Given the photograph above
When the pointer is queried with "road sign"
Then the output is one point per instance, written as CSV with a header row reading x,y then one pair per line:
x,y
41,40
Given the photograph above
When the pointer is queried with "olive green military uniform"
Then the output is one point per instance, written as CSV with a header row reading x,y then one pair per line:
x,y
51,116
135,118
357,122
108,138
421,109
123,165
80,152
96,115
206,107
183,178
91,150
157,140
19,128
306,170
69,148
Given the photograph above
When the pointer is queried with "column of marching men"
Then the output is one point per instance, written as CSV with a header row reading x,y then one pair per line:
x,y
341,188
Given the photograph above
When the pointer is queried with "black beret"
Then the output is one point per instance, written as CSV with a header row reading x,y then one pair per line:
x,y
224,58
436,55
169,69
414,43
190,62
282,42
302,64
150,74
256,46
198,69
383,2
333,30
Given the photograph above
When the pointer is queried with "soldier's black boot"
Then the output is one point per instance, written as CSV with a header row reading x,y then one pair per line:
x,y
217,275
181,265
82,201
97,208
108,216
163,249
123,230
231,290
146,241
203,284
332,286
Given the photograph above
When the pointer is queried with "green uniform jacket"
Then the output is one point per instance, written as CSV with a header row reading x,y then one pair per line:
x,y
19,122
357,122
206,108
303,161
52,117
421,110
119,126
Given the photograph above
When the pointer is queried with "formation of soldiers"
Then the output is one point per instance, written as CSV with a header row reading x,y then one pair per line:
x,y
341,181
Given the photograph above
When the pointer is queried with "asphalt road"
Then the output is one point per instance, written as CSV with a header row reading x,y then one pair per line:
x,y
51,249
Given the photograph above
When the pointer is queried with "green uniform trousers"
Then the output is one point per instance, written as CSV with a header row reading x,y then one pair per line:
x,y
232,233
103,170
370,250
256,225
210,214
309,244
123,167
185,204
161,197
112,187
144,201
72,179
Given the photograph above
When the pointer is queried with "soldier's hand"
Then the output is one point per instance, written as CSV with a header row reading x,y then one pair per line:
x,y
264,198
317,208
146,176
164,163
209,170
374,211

> **OBJECTIVE**: Return the full listing, character for character.

> **SOLVED EXERCISE**:
Given the photograph above
When the pointer is queried with "road sign"
Then the output is one point per instance, written as CSV with a header row reading x,y then one pair per line:
x,y
41,40
Given the photograph above
When the pointer is queried with "olive green military uniform"
Then the output is one point per instance, written as CSV with a header row reading x,y then one pair per line:
x,y
51,116
135,118
357,122
108,138
421,109
123,165
80,152
96,115
206,107
183,178
91,150
157,140
19,128
306,170
69,148
Given the photograph above
When the pointer is queried with "column of marching men"
Then the output is one point per instance, written as CSV with a header row reading x,y then one pair per line:
x,y
341,188
Given the photograph above
When the pointer is queried with "black beret"
Then the output is one point per instance, written as CSV with a header row reading x,y then one pair per line:
x,y
224,58
436,55
169,69
414,43
190,62
282,42
302,64
150,74
256,46
198,69
383,2
333,30
Given the photograph above
When the pointer is queried with "soldier's black boot"
Then the output is one point per instance, written as CSV with a header row reading x,y then one pair per line:
x,y
217,275
181,265
82,201
97,208
108,216
163,249
123,230
231,290
146,241
203,284
332,286
Given the photograph above
When the pointer is queried with "green uniform jacket"
Then the output is one point per instance, written as CSV with a header row reading x,y then one pair per line:
x,y
19,122
357,122
206,108
303,161
52,117
421,110
119,126
Given the photograph above
When the pointer is queried with "formation of soldiers"
Then the output is one point per instance, written as CSV with a header row reading x,y then one pair per line:
x,y
341,181
Given the photograph above
When the pointer is queried with "asphalt road"
Then the output is one point per instance, written as CSV with a header row reading x,y then one pair per line:
x,y
51,249
Given the photograph above
When the pointer is queried with "green uniform trousers"
Then the output is one point per instance, written as CSV with a header row reading x,y then one pair per line:
x,y
232,233
103,170
370,250
256,225
210,214
309,244
123,167
185,204
161,197
112,187
144,201
72,179
Given the photograph above
When the pointer is queried with "soldier's hand"
Then the output is one point per instance, written as CSV with a header row reading x,y then one pair per line:
x,y
264,198
317,208
146,176
164,163
209,170
374,211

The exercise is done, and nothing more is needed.